**Stated exercise:**
Copy out the lines below word for word, keeping every character and line break unchanged.

**Records provided:**
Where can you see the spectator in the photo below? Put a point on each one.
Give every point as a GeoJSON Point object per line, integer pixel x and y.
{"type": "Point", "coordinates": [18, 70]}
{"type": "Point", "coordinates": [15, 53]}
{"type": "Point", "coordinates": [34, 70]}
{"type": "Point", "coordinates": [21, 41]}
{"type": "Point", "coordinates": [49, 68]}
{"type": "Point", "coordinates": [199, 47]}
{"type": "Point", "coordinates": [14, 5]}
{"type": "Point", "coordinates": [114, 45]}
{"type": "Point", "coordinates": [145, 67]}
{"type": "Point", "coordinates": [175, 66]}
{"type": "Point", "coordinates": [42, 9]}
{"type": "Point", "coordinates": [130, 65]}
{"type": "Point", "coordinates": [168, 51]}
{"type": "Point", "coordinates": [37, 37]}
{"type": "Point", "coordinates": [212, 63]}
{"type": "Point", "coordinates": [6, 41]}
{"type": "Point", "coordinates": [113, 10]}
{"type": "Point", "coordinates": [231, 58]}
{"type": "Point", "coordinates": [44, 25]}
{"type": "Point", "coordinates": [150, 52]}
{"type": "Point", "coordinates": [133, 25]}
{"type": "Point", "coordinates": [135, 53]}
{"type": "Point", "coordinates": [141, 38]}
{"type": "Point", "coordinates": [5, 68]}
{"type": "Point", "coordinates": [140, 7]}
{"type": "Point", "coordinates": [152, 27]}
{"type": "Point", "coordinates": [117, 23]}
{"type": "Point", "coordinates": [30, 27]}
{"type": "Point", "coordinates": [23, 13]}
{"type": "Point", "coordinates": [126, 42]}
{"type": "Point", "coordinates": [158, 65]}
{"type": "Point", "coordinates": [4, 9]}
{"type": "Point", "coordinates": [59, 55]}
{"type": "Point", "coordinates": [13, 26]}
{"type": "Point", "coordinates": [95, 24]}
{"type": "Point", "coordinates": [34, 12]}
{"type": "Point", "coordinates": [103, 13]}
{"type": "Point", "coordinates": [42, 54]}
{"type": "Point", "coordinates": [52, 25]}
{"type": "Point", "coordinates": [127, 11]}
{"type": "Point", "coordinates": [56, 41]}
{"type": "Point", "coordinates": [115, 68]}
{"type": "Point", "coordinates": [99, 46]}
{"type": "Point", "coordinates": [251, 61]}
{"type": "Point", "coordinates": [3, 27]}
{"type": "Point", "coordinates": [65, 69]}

**Task response:**
Where can you see the spectator in the photo below? Put a point on each one.
Give every point as a GeoJSON Point object per line, integer pixel x and y.
{"type": "Point", "coordinates": [18, 70]}
{"type": "Point", "coordinates": [15, 53]}
{"type": "Point", "coordinates": [34, 70]}
{"type": "Point", "coordinates": [21, 41]}
{"type": "Point", "coordinates": [49, 68]}
{"type": "Point", "coordinates": [199, 47]}
{"type": "Point", "coordinates": [14, 5]}
{"type": "Point", "coordinates": [114, 45]}
{"type": "Point", "coordinates": [145, 67]}
{"type": "Point", "coordinates": [175, 66]}
{"type": "Point", "coordinates": [42, 9]}
{"type": "Point", "coordinates": [130, 65]}
{"type": "Point", "coordinates": [168, 51]}
{"type": "Point", "coordinates": [37, 37]}
{"type": "Point", "coordinates": [212, 63]}
{"type": "Point", "coordinates": [6, 41]}
{"type": "Point", "coordinates": [113, 10]}
{"type": "Point", "coordinates": [231, 58]}
{"type": "Point", "coordinates": [44, 25]}
{"type": "Point", "coordinates": [150, 52]}
{"type": "Point", "coordinates": [133, 25]}
{"type": "Point", "coordinates": [135, 53]}
{"type": "Point", "coordinates": [141, 38]}
{"type": "Point", "coordinates": [5, 68]}
{"type": "Point", "coordinates": [140, 7]}
{"type": "Point", "coordinates": [152, 27]}
{"type": "Point", "coordinates": [117, 23]}
{"type": "Point", "coordinates": [30, 27]}
{"type": "Point", "coordinates": [23, 13]}
{"type": "Point", "coordinates": [126, 42]}
{"type": "Point", "coordinates": [158, 65]}
{"type": "Point", "coordinates": [4, 9]}
{"type": "Point", "coordinates": [59, 55]}
{"type": "Point", "coordinates": [13, 26]}
{"type": "Point", "coordinates": [95, 24]}
{"type": "Point", "coordinates": [34, 12]}
{"type": "Point", "coordinates": [103, 13]}
{"type": "Point", "coordinates": [42, 54]}
{"type": "Point", "coordinates": [52, 25]}
{"type": "Point", "coordinates": [127, 11]}
{"type": "Point", "coordinates": [56, 41]}
{"type": "Point", "coordinates": [115, 68]}
{"type": "Point", "coordinates": [99, 46]}
{"type": "Point", "coordinates": [251, 61]}
{"type": "Point", "coordinates": [3, 27]}
{"type": "Point", "coordinates": [65, 69]}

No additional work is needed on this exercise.